*EXERCISE PASSAGE*
--------
I have previously mentioned my renewed enthusiasm for achieving a higher state of wellness, since I had my baby. I have been thinking, reading, talking and generally mulling over what I’ll do.

I met a friend yesterday who had chronic fatigue for about a year after having glandular fever. She posited an interesting idea. She found that taking an immune system support supplement (with olive leaf, echinacea and vitamin c) helped dramatically reduce her fatigue. When she stopped taking it for a time, she found she got more bugs and higher levels of fatigue.

Her theory is that, while she takes the immune supplements her energy levels are supported. She’s not expending energy to keep her immune system firing.

This makes sense to me. I had just purchased high dose olive leaf and magnesium tablets. I planned to “hit” for one month and see how I felt.
--------
*INFORMATION SUPPLIED*
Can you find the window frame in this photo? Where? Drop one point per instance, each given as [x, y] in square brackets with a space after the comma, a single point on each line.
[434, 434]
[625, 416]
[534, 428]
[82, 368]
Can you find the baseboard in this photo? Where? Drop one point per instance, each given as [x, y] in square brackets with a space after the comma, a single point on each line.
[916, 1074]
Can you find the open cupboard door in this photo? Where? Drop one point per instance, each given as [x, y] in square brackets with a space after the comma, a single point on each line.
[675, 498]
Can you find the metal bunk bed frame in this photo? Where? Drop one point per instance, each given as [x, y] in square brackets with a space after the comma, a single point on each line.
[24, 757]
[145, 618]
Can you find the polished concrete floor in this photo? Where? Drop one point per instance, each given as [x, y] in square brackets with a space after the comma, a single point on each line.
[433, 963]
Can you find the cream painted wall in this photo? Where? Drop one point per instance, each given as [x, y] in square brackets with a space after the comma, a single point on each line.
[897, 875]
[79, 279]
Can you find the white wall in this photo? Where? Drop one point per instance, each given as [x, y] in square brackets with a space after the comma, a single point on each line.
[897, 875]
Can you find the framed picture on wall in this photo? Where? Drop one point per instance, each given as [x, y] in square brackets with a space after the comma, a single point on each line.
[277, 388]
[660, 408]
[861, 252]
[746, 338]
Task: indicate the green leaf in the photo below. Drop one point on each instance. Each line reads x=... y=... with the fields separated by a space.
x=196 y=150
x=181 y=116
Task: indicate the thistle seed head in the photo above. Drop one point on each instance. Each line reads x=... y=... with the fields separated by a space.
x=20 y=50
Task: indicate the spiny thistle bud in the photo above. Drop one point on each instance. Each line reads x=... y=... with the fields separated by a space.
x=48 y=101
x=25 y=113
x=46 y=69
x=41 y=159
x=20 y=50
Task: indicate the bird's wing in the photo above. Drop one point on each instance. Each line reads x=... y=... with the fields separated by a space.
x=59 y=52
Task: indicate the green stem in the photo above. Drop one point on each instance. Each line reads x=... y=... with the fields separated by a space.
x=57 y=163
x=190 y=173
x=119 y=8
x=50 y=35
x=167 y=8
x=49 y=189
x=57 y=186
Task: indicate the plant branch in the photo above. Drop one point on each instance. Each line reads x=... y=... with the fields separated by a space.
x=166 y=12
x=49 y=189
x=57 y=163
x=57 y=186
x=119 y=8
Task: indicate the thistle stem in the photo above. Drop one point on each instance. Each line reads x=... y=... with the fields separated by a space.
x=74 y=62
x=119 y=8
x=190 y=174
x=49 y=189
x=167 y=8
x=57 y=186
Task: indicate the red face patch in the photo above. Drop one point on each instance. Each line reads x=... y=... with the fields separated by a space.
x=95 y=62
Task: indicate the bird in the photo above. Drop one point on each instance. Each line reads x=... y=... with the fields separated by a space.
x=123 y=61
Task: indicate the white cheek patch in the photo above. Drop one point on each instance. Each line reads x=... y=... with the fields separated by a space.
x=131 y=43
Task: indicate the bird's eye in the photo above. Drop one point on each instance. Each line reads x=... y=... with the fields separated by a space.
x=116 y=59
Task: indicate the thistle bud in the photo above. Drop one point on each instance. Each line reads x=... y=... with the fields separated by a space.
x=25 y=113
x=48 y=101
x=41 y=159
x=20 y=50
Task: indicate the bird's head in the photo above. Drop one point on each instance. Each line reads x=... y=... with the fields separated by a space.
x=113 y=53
--------
*REQUIRED TASKS*
- a) From the wellness passage, list the ingredients of the immune system support supplement that the friend took.
- b) Transcribe the wellness passage starting at "I met a friend" and ending at "levels of fatigue.".
- c) Go on with the wellness passage from its final sentence.
The items have nothing to do with the wellness passage.

*OUTPUTS BY TASK*
- a) olive leaf, echinacea, vitamin c

- b)
I met a friend yesterday who had chronic fatigue for about a year after having glandular fever. She posited an interesting idea. She found that taking an immune system support supplement (with olive leaf, echinacea and vitamin c) helped dramatically reduce her fatigue. When she stopped taking it for a time, she found she got more bugs and higher levels of fatigue.

- c)
The magnesium is supposed to help my muscle pain and the strong reaction my muscles have to my trying to rebuild my tolerance for exercise. During pregnancy I had fallen to only 20 minutes of walking and no pilates or yoga by the last trimester. The olive leaf was to help me kick the cold that’s been hovering, taking hold and backing off in turns for the last few weeks.

When I have completed this month, I’m going to try the immune support idea. This will be my last trial before I go ahead and get testing for potential vitamin/supplement deficiencies and treat these specifically.

It’s quite exciting to be actively trying to combat my pain and fatigue rather than just trying to get on with my moderated lifestyle!